• DIRECTIONS FOR THIS TASK: Reproduce the data that follows in its entirety, character for character.

• Dataset excerpt:
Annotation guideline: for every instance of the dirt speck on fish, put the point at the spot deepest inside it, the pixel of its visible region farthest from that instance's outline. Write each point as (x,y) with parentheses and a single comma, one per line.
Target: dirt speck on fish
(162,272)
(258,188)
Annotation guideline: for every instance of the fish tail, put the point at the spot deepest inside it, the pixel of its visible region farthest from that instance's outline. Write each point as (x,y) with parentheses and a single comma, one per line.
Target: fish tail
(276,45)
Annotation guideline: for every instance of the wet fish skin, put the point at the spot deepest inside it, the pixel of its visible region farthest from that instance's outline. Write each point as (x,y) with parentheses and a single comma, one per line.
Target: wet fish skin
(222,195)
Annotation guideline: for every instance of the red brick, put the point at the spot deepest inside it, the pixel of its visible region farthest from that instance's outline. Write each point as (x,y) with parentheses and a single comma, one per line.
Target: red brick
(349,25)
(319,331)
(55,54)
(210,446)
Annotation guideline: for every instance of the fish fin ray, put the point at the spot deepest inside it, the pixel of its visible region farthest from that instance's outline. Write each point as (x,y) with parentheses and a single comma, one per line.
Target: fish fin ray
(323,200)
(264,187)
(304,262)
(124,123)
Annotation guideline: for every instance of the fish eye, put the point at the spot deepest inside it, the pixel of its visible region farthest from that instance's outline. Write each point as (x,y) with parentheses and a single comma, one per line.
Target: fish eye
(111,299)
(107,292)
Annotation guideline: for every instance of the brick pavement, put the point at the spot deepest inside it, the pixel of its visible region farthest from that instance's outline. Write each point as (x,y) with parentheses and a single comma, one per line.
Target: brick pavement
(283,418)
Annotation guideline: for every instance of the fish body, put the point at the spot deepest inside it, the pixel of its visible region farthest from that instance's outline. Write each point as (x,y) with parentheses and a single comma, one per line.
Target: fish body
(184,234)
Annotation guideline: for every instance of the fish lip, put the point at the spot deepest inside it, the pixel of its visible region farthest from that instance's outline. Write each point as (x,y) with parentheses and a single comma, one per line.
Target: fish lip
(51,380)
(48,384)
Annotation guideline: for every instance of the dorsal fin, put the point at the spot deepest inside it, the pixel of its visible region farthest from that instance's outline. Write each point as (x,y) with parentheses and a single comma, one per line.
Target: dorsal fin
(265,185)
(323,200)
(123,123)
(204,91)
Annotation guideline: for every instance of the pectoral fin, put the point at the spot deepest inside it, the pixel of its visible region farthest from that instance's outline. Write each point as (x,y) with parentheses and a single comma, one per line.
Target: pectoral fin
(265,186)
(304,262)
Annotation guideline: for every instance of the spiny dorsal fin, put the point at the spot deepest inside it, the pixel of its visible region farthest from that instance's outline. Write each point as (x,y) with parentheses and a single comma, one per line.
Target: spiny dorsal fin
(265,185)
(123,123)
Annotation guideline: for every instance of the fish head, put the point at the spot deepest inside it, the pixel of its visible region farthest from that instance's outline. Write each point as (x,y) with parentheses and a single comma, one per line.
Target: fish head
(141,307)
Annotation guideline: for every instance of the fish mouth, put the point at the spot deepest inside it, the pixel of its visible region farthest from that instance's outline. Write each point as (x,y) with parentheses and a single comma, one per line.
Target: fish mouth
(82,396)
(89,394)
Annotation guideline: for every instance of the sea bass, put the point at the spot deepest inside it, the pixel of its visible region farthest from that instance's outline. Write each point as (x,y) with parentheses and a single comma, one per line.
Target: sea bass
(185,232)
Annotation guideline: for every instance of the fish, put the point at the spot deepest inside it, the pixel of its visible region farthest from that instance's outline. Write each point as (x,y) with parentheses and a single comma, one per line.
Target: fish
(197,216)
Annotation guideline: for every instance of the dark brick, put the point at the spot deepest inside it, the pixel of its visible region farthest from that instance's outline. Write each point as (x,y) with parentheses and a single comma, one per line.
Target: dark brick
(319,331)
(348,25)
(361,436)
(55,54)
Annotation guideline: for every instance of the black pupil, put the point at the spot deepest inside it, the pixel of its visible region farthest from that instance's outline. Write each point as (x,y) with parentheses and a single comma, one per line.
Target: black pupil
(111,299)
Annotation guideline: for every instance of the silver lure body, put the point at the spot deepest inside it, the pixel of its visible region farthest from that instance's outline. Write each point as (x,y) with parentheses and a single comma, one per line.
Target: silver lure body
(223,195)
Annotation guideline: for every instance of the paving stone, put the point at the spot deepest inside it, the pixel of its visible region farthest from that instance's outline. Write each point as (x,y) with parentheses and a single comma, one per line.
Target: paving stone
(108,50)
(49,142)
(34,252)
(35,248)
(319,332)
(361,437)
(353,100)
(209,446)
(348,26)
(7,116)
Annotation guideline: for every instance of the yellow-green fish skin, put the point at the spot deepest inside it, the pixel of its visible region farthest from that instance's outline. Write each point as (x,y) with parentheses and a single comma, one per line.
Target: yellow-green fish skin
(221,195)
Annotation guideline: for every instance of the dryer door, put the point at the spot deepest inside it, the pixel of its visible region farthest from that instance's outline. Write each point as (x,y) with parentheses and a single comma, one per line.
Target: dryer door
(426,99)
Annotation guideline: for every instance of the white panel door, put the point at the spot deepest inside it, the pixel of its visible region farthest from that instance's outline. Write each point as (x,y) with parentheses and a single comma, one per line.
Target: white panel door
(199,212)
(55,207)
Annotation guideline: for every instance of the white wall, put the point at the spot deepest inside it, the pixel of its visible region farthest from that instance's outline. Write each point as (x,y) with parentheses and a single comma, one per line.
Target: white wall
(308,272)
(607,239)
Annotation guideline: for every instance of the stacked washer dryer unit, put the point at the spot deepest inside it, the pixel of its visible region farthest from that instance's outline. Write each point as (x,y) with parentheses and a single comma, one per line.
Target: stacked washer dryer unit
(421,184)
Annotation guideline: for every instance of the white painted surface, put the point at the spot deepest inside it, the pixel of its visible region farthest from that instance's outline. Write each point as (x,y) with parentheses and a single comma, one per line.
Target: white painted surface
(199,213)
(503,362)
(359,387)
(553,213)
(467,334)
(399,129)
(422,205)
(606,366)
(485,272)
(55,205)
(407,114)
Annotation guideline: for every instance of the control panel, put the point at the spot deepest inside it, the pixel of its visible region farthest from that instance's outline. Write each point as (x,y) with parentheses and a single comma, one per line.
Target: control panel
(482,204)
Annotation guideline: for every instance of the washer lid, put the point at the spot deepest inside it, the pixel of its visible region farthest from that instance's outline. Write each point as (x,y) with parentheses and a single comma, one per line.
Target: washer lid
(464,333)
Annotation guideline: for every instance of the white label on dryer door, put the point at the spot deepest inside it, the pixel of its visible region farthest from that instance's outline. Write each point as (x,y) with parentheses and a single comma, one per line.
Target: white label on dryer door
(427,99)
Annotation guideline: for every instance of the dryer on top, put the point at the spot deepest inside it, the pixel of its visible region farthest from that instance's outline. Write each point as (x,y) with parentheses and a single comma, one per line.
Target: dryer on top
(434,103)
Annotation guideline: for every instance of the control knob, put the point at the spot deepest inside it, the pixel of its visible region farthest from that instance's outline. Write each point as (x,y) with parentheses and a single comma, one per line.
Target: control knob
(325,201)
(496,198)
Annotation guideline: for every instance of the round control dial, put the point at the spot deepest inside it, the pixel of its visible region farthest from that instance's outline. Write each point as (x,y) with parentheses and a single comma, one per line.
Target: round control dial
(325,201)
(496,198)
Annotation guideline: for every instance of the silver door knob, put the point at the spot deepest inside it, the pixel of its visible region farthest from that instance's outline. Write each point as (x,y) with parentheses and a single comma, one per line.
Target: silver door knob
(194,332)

• EXERCISE RESULT:
Annotation guideline: for every instance of the dirt speck on fish, put the point at the spot deepest inside it, the pixel of its visible region farthest from that instance's outline. Write each point as (x,y) with parentheses and a single comma, one per line.
Target: dirt speck on fish
(162,272)
(258,188)
Annotation guideline: for every instance of the fish tail, put the point at the spot deepest inside it, the pixel of its visible region farthest from that instance's outline. Write each point as (x,y) with parentheses and a single comma, one per line.
Target: fish tail
(276,45)
Annotation guideline: for every instance of the wet fish skin, put the point at the spot deepest inside it, the pixel of its visible region farthest from that instance's outline. Write each point as (x,y) with parentheses and a single comma, one per line.
Target: wet fish skin
(222,195)
Annotation guideline: for every instance of the red brick, put the point at the spot deepest inside it, the pixel of its visible region farthest from that instance's outline. Write each point as (x,y) with parentheses and a single comma, one per line.
Target: red brick
(349,25)
(319,331)
(55,54)
(210,446)
Annotation guideline: for every instance of the fish fin ray, put the point at the spot deepest inside it, the pixel of its visible region farthest from that instance's outline. Write each point as (x,y) with parentheses and a single comma, one per line.
Target: fish fin ray
(323,200)
(264,187)
(304,262)
(124,123)
Annotation guideline: for every instance of the fish eye, put the point at the spot deepest inside it, the pixel of its visible region farthest from that instance's outline. Write each point as (x,y) with parentheses and a single comma, one per line.
Target: fish eye
(111,299)
(107,292)
Annotation guideline: for every instance of the brick pavement, put the point at the spot deepest inside it, the pixel of its visible region farthest from that instance's outline. Write each point as (x,y) with parentheses and a single comma, one per line.
Target: brick pavement
(283,418)
Annotation guideline: for every instance of the fish body, put the point at the spot deepest inside it, the pixel of its visible region farthest from that instance's outline. Write each point as (x,y) with parentheses and a single comma, one per line.
Target: fish body
(184,234)
Annotation guideline: for every instance of the fish lip, put the point at the spot deepest inside it, the pixel of its visible region farthest from that instance's outline. Write each point as (x,y) with parentheses and a single comma, one per line.
Target: fish lip
(51,380)
(48,384)
Annotation guideline: for every instance of the dorsal fin, put the point at the spot deepest inside it, the pixel of its visible region farthest from that instance's outline. Write each point as (x,y) with parentheses and a single comma, one per line.
Target: dorsal fin
(265,185)
(323,200)
(123,123)
(204,91)
Annotation guideline: for every instance of the pectoral fin, put the point at the spot deepest inside it, the pixel of its visible region farthest from that instance's outline. Write each point as (x,y) with parentheses and a single comma, one per line.
Target: pectoral fin
(265,186)
(304,262)
Annotation guideline: for every instance of the spiny dorsal fin, put the point at the spot deepest inside it, the pixel of its visible region farthest from that instance's outline. Write each point as (x,y) with parentheses and a single comma, one per line.
Target: spiny dorsal fin
(265,185)
(123,123)
Annotation guideline: for every instance of the fish head, put the point at the spot deepest inside it, the pixel of its visible region farthest from that instance's outline. Write each point as (x,y) with parentheses and a single comma, one per line.
Target: fish head
(141,307)
Annotation guideline: for every instance of the fish mouth, put the point at the spot deepest inside it, the pixel of its visible region farthest from that instance's outline. Write each point as (x,y) with parentheses and a single comma, one per line.
Target: fish mouth
(82,396)
(89,394)
Annotation guideline: for every instance of the sea bass, put the point at the spot deepest inside it, the pixel of its visible region farthest from that instance's outline. Write each point as (x,y) with parentheses and a single comma, one per line.
Target: sea bass
(185,232)
Annotation guideline: for every instance of the fish, put the point at the spot deepest inside it, the pixel of its visible region farthest from that instance's outline. Write each point as (x,y) with parentheses and a single comma, one per line.
Target: fish
(197,216)
Annotation guideline: for every instance of the dark brick, put the point at the spot deepest inside it, the pixel of its visible region farthest from that instance's outline. Write each point as (x,y) with parentheses and a single comma, one per line.
Target: dark brick
(319,331)
(348,25)
(361,436)
(55,54)
Annotation guideline: for every instance of the black pupil, put the point at the spot deepest inside it, the pixel of its visible region farthest from that instance's outline. Write each point as (x,y) with parentheses and a single comma, one per line.
Target: black pupil
(111,299)
Annotation guideline: for every instance of the silver lure body, put the point at the spot deepest inside it, the pixel of its visible region farthest from that instance's outline. Write each point as (x,y) with parentheses and a single comma, one per line.
Target: silver lure body
(223,195)
Annotation guideline: for every instance of the paving stone, put the point at the spot deepest inside it, the pixel of its visible region farthest from that instance's outline. Write each point as (x,y) with parentheses and a single comma, one per line.
Target: paving stone
(108,50)
(49,142)
(34,252)
(35,248)
(319,332)
(361,437)
(353,100)
(209,446)
(348,26)
(7,116)
Annotation guideline: for every instance of the yellow-green fish skin, put the point at the spot deepest inside it, the pixel of its visible region farthest from that instance's outline. Write each point as (x,y) with parentheses and a single comma, one per line.
Target: yellow-green fish skin
(221,195)
Annotation guideline: for every instance of the dryer door, put the point at the spot deepest inside it, the pixel of its visible region farthest from that instance's outline. Write each point as (x,y) with parentheses and a single comma, one per line.
Target: dryer door
(426,99)
Annotation guideline: for every instance of the white panel door, put the point at the spot deepest inside it, the pixel of its visible region farthest from that instance's outline. Write each point as (x,y) with parentheses and a single comma, one per line.
Target: white panel door
(199,212)
(55,207)
Annotation guideline: for every instance of the white wall, put the point at the spot deepest inside it, the pixel of its visible region farthest from that instance's outline. Write each point as (x,y) with parentheses and a single comma, one per line.
Target: white wall
(308,272)
(607,239)
Annotation guideline: for every instance of the stacked washer dryer unit, put the point at the spot deepest inside it, the pixel of its visible region farthest from that instance's outline. Write each point as (x,y) with parentheses and a single comma, one per line.
Target: stacked washer dryer unit
(421,184)
Annotation guideline: for every instance of the white painted surface, put the point at the spot deepest inside it, the pixel of its visible region farthest from that instance's outline. Write each point as (x,y) with parentheses and a single comma, one per line.
Target: white painted surface
(199,213)
(503,362)
(359,387)
(553,213)
(467,334)
(399,129)
(422,205)
(606,366)
(485,272)
(55,205)
(407,114)
Annotation guideline: for every instance of the control panel, put the point at the spot deepest inside it, the pixel of its visible region farthest from that instance's outline. Write each point as (x,y) with parentheses and a single comma, one per line.
Target: control panel
(482,204)
Annotation guideline: for every instance of the washer lid, put the point at the spot deepest inside it, the pixel of its visible region farthest from that instance's outline. Write each point as (x,y) with parentheses and a single comma, one per line.
Target: washer lid
(464,333)
Annotation guideline: for every instance of the white label on dryer door, put the point at the spot deepest inside it, the pixel of its visible region farthest from that instance's outline. Write each point as (x,y) with parentheses and a single comma, one per line.
Target: white label on dryer door
(427,99)
Annotation guideline: for every instance of the dryer on top, put the point at the spot deepest inside it, the pixel of its visible region farthest from that instance's outline. Write each point as (x,y) with parentheses and a single comma, one per line.
Target: dryer on top
(434,103)
Annotation guideline: for every instance of the control knob, put the point at the spot deepest inside it, the pixel of its visible region farthest from that instance's outline. Write each point as (x,y) with parentheses and a single comma, one per line.
Target: control knob
(325,201)
(496,198)
Annotation guideline: for every instance of the round control dial, put the point at the spot deepest inside it, the pixel of its visible region farthest from that instance's outline. Write each point as (x,y) with parentheses and a single comma, one per line.
Target: round control dial
(325,201)
(496,198)
Annotation guideline: for every instance of the silver door knob, put the point at the spot deepest inside it, the pixel of its visible region farthest from that instance's outline. Write each point as (x,y) with parentheses and a single comma, one per line.
Target: silver door knob
(194,332)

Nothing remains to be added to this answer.